• [YOUR INSTRUCTIONS]: Return each record exactly as it appears, so that nothing is dropped or altered.

• [DATA EXCERPTS]:
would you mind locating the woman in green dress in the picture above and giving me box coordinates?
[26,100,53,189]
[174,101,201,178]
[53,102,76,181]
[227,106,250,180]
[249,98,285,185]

• [RESULT OF THIS TASK]:
would you mind locating the woman in green dress in the picture above and giving me box coordinates?
[26,100,53,189]
[174,101,201,178]
[53,102,76,181]
[227,106,250,180]
[249,98,285,185]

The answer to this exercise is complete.